How does it feel to be homeless in Portland?

FullSizeRender-2 It started to rain. A small tree above me, branches spread wide, helped to slow down the soaking that had already begun as cold water covered my blue sleeping bag. I didn’t care. Inside was warm and dry and I wanted to enjoy this moment of rest. Now I knew. I knew how valuable a sleeping bag was. Now I knew how valuable a tent would have been. Now I knew how it feels to be so exposed and want to hide. Hide from the wind. Hide from the rain. Hide from people. Now I knew, homelessness hurts.

When you only have one pair of socks and one sleeping bag, those items are precious and terribly uncomfortable when damp, so we needed to find better shelter.

We walked the streets of Portland for hours that day. I was hungry––that uncomfortable pain that gnaws at the inside of you, weakening your body and consuming your mind. We’d slept on the hard ground of a church the night before. Tiredness still tugged at my eyes.

One of the girls in our street family had a few granola bars and a box of cereal. We shared what we had among us, grateful for something to help pacify the pain.

My hair was a mess. Once my prized possession, my thick, blonde hair was now tangled, ratted. And I didn’t have the energy to deal with it.

— Challenges —
1. In the account of homelessness in Portland, what color was the sleeping bag?
2. Translate this sentence from the account of homelessness in Portland into Spanish: "We walked the streets of Portland for hours that day."

— Entries supplied —
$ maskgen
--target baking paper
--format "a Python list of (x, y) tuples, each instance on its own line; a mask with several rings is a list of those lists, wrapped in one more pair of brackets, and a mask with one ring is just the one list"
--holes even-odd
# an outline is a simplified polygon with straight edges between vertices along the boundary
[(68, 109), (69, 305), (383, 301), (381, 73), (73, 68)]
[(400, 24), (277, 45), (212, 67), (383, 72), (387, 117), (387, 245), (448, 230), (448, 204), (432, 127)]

---

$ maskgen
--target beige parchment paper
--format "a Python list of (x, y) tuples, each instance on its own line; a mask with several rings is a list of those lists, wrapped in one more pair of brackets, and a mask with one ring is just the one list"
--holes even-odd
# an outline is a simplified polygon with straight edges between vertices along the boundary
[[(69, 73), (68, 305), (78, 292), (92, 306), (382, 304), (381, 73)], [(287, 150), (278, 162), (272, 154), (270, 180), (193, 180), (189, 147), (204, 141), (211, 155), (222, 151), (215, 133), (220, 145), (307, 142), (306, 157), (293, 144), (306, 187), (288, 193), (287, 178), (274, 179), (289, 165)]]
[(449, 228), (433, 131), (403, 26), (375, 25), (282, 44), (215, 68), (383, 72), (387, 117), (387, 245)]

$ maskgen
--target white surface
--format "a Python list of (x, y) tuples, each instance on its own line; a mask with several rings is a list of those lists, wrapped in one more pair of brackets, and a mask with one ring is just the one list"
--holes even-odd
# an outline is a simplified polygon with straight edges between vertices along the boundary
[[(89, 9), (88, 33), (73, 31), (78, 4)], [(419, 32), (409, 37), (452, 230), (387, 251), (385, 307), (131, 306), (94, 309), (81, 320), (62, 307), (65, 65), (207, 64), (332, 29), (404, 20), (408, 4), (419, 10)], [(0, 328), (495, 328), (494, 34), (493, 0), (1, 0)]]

---

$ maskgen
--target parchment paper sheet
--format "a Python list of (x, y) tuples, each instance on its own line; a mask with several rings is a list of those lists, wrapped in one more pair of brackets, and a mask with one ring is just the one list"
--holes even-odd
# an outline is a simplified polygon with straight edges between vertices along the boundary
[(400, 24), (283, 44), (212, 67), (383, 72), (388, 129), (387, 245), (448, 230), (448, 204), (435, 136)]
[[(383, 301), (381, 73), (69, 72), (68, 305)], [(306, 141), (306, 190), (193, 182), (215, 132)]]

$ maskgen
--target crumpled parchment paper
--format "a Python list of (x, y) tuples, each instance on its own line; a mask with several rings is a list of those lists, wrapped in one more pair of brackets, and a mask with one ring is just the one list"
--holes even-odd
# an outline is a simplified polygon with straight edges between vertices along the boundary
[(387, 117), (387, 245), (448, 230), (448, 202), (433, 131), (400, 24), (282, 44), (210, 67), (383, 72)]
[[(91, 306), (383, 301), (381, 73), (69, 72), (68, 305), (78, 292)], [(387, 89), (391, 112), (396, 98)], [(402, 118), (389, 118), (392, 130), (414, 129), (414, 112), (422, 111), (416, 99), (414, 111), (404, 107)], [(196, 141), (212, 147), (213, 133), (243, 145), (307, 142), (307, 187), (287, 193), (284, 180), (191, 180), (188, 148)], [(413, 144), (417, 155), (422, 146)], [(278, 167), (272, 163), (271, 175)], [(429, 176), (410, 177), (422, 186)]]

— Task-by-task solutions —
1. Blue

2. Caminamos por las calles de Portland durante horas ese día.